_Text provided_
Ahlam Abuawad, PhD

PhD, Columbia University Mailman School of Public Health, Environmental Health Sciences, 2022

MPhil, Columbia University Mailman School of Public Health, Environmental Health Sciences, 2020

MPH, University at Albany, School of Public Health, Environmental Health Sciences, 2017

BS/BA, University at Albany, State University of New York, Biology/Chemistry, 2015

Dr. Ahlam Abuawad’s research primarily focuses on arsenic, nutrition, and metabolic outcomes such as BMI and diabetes. During her doctoral training, Dr. Abuawad became an expert on arsenic exposure, toxicity, adverse health-related outcomes and methods of intervention and prevention primarily in Bangladeshi populations. In the third year of her program, Dr. Abuawad was granted a NIEHS F31 Fellowship to study the role of lipid metabolites in the association between arsenic and diabetes incidence in the US Strong Heart Family Study, an ongoing population-based cohort of American Indian adults. Additionally, she completed a Superfund Research Program KC Donnelly Externship at Dartmouth, where she researched the role of maternal blood metabolites in the association between maternal arsenic exposure and gestational diabetes in the New Hampshire Birth Cohort (NHBC). In her postdoctoral fellowship, Dr. Abuawad is expanding on her previous research in the NHBC to further understand the role of other metabolites on the association between arsenic exposure and metabolic outcomes.

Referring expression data
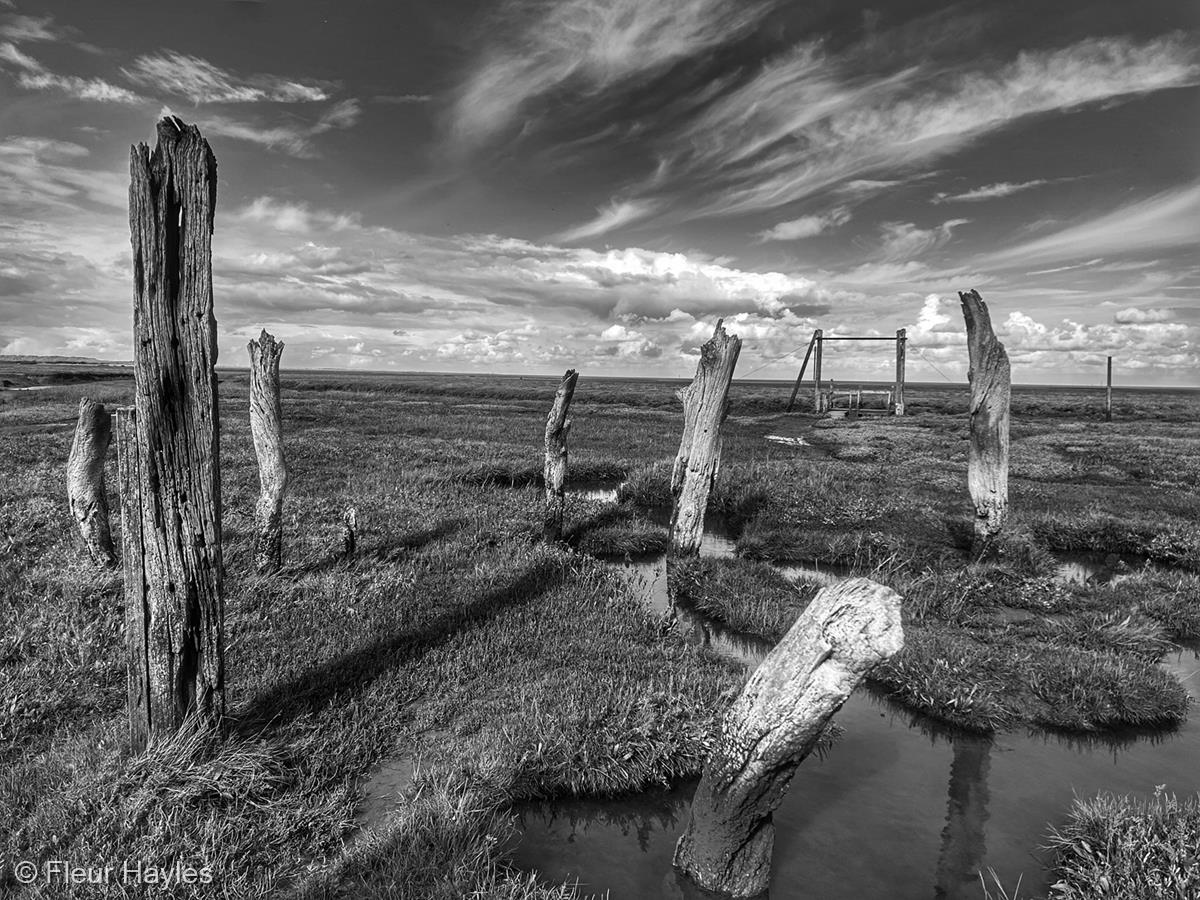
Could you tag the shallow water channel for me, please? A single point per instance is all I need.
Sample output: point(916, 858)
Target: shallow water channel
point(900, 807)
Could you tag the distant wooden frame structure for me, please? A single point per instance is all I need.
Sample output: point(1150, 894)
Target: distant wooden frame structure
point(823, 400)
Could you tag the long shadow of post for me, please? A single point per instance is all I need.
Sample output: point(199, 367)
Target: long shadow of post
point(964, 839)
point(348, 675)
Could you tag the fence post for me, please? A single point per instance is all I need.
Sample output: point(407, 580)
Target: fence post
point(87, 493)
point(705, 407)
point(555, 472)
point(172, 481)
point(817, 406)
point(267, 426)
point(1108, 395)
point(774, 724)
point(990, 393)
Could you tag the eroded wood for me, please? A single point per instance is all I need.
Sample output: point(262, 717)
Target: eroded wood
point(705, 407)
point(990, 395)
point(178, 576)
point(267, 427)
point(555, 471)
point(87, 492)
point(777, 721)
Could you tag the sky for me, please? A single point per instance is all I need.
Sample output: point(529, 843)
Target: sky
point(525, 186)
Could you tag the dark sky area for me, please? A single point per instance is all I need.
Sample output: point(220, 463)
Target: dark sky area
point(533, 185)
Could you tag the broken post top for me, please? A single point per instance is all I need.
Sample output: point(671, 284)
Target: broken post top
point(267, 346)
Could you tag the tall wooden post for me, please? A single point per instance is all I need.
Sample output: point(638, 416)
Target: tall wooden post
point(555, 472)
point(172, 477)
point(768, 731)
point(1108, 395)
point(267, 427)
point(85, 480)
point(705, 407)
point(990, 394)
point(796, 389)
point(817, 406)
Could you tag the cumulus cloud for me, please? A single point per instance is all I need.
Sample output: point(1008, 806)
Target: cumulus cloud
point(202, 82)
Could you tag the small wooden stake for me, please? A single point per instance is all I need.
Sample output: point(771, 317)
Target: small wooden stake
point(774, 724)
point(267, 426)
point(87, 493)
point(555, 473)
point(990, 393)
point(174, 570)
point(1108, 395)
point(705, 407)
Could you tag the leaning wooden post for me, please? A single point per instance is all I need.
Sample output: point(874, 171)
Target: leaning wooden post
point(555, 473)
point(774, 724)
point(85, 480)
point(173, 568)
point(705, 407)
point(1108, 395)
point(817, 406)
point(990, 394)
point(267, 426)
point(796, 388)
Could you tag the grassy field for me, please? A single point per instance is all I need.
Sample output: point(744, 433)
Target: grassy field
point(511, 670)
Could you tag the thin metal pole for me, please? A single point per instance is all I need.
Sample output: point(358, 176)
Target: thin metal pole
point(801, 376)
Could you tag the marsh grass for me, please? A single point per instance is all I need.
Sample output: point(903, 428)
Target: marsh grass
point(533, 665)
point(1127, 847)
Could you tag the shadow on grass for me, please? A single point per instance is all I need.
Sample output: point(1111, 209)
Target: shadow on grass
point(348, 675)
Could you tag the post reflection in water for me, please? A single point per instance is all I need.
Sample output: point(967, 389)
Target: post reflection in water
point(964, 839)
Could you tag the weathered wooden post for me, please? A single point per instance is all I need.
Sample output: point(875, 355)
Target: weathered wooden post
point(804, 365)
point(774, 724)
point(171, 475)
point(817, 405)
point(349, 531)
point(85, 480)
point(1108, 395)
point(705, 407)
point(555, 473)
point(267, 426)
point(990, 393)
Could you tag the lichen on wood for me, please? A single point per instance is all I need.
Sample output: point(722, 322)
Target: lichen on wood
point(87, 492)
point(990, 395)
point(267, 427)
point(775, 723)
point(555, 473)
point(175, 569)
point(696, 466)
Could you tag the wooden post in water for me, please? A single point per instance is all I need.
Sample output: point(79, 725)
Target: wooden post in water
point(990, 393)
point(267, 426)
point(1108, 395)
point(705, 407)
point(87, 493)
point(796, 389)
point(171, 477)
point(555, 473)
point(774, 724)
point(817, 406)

_Problem statement_
In two sentences, summarize the profile of Ahlam Abuawad given above.

_Completed exercise_
Dr. Ahlam Abuawad's research centers on arsenic, nutrition, and metabolic outcomes such as BMI and diabetes, and during her doctoral training she became an expert on arsenic exposure, toxicity, adverse health-related outcomes, and intervention and prevention, mainly in Bangladeshi populations. She received an NIEHS F31 Fellowship to study lipid metabolites in the association between arsenic and diabetes incidence in the Strong Heart Family Study and completed a Superfund Research Program KC Donnelly Externship at Dartmouth on maternal arsenic exposure and gestational diabetes in the New Hampshire Birth Cohort, work that her postdoctoral fellowship extends to other metabolites and metabolic outcomes.